### EXERCISE INSTRUCTIONS
Please output exactly the part of the records below that opens with the line containing "Target: robin's wing" and closes with the line containing "(1106, 813)", both lines included, and nothing else.

### INPUT

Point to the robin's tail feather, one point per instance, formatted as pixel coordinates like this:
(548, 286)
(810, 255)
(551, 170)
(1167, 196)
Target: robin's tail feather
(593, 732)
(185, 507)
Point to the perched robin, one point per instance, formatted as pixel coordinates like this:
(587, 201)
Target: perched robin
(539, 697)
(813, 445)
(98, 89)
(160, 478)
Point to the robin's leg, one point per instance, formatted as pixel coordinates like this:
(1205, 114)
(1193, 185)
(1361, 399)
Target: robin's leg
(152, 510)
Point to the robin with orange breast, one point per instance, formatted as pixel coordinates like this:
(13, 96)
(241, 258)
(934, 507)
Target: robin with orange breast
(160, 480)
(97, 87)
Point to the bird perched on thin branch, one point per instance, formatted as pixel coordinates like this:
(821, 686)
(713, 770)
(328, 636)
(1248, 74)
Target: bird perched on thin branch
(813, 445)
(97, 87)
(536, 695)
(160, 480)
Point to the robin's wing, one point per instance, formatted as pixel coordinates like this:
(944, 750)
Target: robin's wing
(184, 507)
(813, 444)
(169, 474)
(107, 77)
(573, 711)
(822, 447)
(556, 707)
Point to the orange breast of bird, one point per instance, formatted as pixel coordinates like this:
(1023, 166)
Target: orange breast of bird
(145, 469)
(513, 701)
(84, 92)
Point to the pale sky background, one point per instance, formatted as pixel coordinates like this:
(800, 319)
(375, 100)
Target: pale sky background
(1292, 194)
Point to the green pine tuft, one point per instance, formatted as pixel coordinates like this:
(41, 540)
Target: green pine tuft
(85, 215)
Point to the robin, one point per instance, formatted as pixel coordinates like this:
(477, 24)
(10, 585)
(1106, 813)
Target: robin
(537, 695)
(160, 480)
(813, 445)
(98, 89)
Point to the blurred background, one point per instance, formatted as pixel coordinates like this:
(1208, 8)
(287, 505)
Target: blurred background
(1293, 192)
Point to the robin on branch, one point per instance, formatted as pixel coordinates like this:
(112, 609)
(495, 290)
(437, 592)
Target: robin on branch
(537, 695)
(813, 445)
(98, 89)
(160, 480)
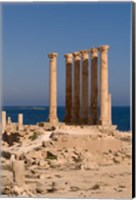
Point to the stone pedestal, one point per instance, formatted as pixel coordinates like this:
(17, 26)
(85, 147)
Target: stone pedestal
(94, 87)
(53, 119)
(3, 121)
(20, 121)
(104, 107)
(18, 172)
(68, 100)
(76, 107)
(84, 107)
(110, 109)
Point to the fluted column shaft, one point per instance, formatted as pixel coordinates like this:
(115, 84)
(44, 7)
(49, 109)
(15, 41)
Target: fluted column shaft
(68, 100)
(53, 89)
(110, 109)
(84, 113)
(3, 121)
(104, 116)
(20, 121)
(76, 107)
(94, 86)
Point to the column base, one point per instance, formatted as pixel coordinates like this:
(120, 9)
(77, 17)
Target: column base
(67, 119)
(83, 120)
(105, 122)
(93, 121)
(53, 120)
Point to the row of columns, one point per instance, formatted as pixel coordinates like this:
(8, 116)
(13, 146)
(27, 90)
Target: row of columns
(76, 111)
(79, 112)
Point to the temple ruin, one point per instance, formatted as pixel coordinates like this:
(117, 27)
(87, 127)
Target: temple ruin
(81, 105)
(82, 108)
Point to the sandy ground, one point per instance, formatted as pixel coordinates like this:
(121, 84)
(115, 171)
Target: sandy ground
(68, 161)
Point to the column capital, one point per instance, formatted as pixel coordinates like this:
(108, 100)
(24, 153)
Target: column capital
(94, 52)
(84, 54)
(76, 55)
(104, 48)
(52, 55)
(68, 57)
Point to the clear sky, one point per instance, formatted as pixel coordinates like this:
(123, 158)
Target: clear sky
(31, 31)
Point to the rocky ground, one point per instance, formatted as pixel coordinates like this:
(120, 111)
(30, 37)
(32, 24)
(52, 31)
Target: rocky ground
(67, 161)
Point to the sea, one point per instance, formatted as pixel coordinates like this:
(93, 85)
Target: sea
(35, 114)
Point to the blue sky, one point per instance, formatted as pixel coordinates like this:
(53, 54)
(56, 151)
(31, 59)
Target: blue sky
(31, 31)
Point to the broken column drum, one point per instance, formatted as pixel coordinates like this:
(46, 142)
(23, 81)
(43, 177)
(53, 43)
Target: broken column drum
(68, 100)
(94, 86)
(53, 119)
(84, 105)
(76, 107)
(104, 107)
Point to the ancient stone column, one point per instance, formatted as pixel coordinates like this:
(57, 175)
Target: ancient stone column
(84, 106)
(9, 121)
(53, 119)
(3, 121)
(68, 100)
(76, 107)
(18, 172)
(104, 115)
(20, 121)
(110, 109)
(94, 87)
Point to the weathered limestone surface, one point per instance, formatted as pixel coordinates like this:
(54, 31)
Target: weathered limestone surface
(9, 121)
(94, 86)
(84, 107)
(20, 121)
(53, 89)
(3, 121)
(104, 115)
(68, 100)
(76, 110)
(18, 172)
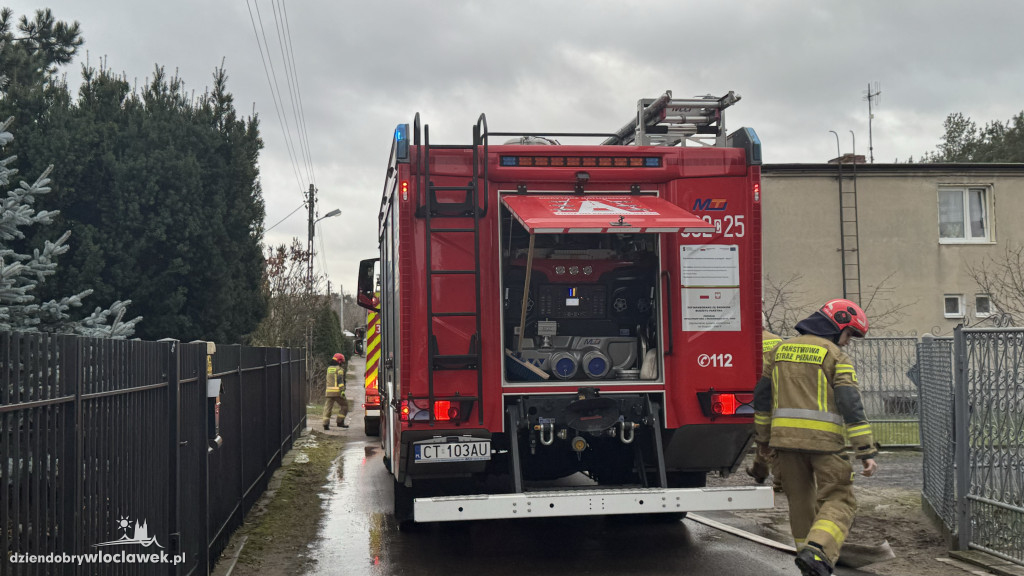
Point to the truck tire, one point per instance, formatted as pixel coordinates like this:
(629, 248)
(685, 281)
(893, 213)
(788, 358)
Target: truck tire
(403, 506)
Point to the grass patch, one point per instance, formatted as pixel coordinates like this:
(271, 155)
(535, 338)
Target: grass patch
(896, 433)
(280, 529)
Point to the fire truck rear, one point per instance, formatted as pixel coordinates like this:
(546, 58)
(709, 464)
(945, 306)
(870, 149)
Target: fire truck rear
(569, 329)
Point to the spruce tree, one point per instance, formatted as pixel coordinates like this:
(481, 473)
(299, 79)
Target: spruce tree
(20, 274)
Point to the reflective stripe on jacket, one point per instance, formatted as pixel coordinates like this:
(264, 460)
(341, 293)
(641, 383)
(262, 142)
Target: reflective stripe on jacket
(813, 393)
(768, 342)
(334, 386)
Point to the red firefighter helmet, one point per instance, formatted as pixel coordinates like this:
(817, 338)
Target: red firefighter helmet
(845, 314)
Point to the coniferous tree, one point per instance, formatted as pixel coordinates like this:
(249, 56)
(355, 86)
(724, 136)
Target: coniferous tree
(20, 274)
(159, 187)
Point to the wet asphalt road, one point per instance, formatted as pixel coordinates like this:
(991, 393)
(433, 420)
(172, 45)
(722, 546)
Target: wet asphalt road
(359, 537)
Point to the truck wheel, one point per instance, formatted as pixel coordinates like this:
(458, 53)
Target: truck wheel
(403, 506)
(372, 425)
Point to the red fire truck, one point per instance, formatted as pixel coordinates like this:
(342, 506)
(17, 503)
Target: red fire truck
(570, 329)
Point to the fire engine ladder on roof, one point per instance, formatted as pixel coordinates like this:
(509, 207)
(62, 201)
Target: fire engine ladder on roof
(436, 212)
(669, 121)
(849, 233)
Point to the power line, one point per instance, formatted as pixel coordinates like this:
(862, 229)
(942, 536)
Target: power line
(301, 120)
(301, 206)
(289, 74)
(273, 94)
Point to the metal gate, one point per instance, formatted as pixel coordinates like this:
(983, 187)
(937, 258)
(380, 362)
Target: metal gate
(989, 415)
(104, 450)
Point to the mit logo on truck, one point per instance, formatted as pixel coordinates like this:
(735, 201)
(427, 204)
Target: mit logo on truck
(710, 204)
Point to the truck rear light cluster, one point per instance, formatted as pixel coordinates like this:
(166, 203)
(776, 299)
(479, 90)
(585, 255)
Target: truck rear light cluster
(443, 410)
(715, 404)
(583, 161)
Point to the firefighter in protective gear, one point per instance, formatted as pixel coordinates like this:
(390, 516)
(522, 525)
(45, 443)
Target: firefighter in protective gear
(806, 399)
(335, 392)
(763, 460)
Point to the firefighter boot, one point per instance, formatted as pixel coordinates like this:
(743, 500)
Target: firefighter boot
(812, 562)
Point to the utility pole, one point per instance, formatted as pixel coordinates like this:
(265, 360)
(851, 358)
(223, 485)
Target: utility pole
(311, 201)
(870, 97)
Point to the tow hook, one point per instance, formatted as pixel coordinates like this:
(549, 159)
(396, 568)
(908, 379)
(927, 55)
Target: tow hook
(627, 432)
(547, 433)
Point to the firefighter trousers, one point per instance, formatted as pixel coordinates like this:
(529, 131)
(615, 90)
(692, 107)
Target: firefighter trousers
(341, 402)
(819, 488)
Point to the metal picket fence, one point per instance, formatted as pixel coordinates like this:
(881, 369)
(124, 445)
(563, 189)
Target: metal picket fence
(886, 372)
(107, 440)
(989, 432)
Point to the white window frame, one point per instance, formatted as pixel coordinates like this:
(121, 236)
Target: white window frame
(986, 216)
(960, 305)
(978, 313)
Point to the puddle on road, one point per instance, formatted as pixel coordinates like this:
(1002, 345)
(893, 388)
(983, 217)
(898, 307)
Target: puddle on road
(351, 538)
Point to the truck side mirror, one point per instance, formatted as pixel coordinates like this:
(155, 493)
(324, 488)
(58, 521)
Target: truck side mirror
(366, 288)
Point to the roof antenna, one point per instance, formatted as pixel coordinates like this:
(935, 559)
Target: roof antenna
(872, 96)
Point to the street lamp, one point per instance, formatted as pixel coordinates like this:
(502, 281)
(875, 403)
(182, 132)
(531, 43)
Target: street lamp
(312, 225)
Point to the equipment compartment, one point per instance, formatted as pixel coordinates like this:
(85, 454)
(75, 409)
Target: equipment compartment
(591, 312)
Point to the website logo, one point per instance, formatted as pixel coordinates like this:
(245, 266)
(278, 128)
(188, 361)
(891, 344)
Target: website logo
(139, 535)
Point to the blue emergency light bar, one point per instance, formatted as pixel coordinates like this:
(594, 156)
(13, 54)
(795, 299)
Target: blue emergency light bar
(582, 161)
(401, 141)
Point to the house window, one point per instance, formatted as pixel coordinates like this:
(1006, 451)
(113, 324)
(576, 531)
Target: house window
(953, 306)
(982, 305)
(964, 214)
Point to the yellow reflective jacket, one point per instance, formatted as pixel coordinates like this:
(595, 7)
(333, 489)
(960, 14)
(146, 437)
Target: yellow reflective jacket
(335, 381)
(808, 397)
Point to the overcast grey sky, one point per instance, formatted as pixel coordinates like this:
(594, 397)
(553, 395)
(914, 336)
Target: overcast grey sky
(802, 68)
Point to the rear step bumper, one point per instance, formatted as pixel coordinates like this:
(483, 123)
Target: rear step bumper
(592, 502)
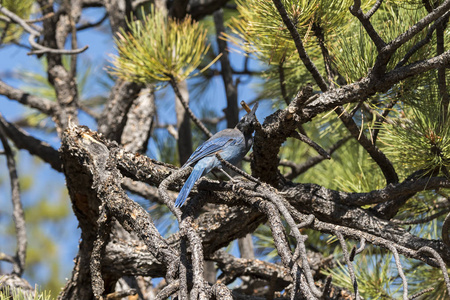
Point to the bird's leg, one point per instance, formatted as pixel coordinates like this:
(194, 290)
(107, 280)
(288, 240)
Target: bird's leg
(228, 175)
(215, 174)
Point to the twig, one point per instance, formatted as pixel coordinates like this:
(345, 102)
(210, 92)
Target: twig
(381, 118)
(311, 143)
(423, 41)
(400, 270)
(374, 8)
(446, 231)
(103, 233)
(199, 123)
(34, 34)
(168, 290)
(349, 263)
(297, 169)
(95, 24)
(18, 214)
(421, 220)
(121, 294)
(327, 287)
(7, 257)
(283, 83)
(18, 20)
(43, 49)
(441, 264)
(232, 110)
(382, 161)
(37, 20)
(356, 10)
(422, 292)
(237, 170)
(299, 45)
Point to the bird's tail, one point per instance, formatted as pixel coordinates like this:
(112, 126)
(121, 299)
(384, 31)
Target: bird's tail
(187, 187)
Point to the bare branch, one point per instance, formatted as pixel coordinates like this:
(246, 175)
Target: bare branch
(382, 161)
(350, 267)
(297, 169)
(44, 105)
(197, 122)
(356, 10)
(18, 214)
(400, 271)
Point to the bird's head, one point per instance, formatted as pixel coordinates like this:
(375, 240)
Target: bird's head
(247, 124)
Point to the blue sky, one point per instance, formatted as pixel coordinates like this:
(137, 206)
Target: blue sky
(48, 184)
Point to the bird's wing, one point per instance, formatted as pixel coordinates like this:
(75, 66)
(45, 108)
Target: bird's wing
(211, 146)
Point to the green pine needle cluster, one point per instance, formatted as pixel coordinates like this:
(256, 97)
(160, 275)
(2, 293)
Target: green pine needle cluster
(420, 140)
(158, 48)
(19, 294)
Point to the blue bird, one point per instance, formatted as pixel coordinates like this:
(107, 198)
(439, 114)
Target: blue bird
(232, 144)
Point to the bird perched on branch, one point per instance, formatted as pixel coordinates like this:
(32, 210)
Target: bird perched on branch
(231, 144)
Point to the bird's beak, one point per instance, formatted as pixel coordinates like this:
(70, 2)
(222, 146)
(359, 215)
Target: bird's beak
(247, 108)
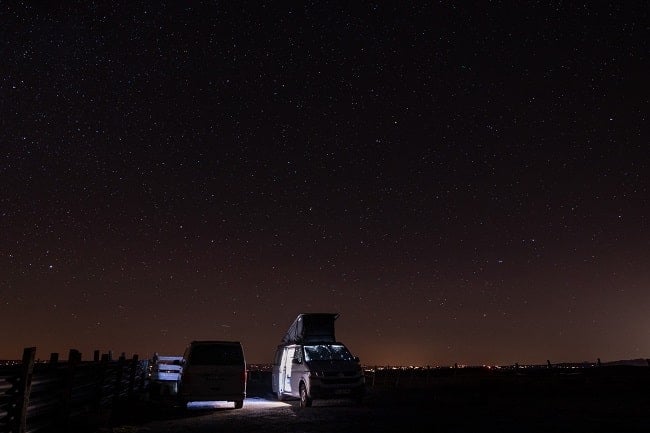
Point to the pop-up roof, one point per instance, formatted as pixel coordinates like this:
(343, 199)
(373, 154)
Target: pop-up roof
(312, 328)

### RESPONSE AREA
Target: robin's wing
(184, 507)
(813, 444)
(169, 474)
(107, 77)
(573, 711)
(822, 447)
(556, 707)
Point to the orange breast of bird, one point per instance, formatted as pixel coordinates like this:
(1023, 166)
Target: orange breast of bird
(145, 469)
(513, 701)
(84, 92)
Point to the pale sky background, one point per instance, formatted as pixel coordinates like this:
(800, 319)
(375, 100)
Target: pale sky background
(1292, 194)
Point to the green pine tuft, one point per instance, formatted as pixel coordinates like this:
(41, 540)
Target: green pine tuft
(85, 215)
Point to the robin, one point per instance, formatted as pixel coordinates like this:
(477, 24)
(10, 585)
(1106, 813)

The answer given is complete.